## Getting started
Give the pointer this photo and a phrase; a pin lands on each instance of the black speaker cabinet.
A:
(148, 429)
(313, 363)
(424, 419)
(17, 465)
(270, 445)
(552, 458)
§
> **AIM OF THE EXERCISE**:
Render every line of the material above as a JSON list of strings, one string per line, leaving out blank lines.

> **FINISHED EXERCISE**:
[
  "## Getting started",
  "Give the pointer this photo and a phrase; a pin lands on each instance of the black speaker cabinet.",
  "A:",
  "(148, 429)",
  "(313, 363)",
  "(424, 419)",
  "(17, 465)",
  "(270, 445)",
  "(552, 458)"
]